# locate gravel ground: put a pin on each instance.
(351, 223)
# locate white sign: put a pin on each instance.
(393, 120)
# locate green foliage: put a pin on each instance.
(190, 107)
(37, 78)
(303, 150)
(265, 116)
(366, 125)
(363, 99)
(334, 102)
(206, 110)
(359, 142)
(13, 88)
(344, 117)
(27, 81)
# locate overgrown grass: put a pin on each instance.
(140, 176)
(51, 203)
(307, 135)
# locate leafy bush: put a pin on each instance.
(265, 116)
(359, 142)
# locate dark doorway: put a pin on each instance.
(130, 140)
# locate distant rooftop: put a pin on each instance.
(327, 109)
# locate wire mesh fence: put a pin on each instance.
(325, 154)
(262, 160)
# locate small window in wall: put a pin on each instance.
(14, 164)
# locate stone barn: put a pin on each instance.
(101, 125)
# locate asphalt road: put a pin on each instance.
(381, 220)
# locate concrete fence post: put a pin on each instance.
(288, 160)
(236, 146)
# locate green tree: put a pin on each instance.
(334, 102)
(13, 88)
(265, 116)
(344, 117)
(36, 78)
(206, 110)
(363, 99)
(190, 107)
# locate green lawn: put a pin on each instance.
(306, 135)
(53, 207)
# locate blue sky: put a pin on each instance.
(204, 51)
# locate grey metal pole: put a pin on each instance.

++++++

Nothing should appear in the answer except the lines from the one with "# locate green tree: put" through the final line of the records, written exactly.

» Task solution
# locate green tree: put a pin on each instance.
(334, 102)
(13, 88)
(265, 116)
(344, 117)
(36, 78)
(206, 110)
(363, 99)
(190, 107)
# locate green lawn: put a pin on each instance.
(306, 135)
(53, 207)
# locate blue sky: put a pin on each instance.
(204, 51)
# locate grey metal pole: put a pin on each instance.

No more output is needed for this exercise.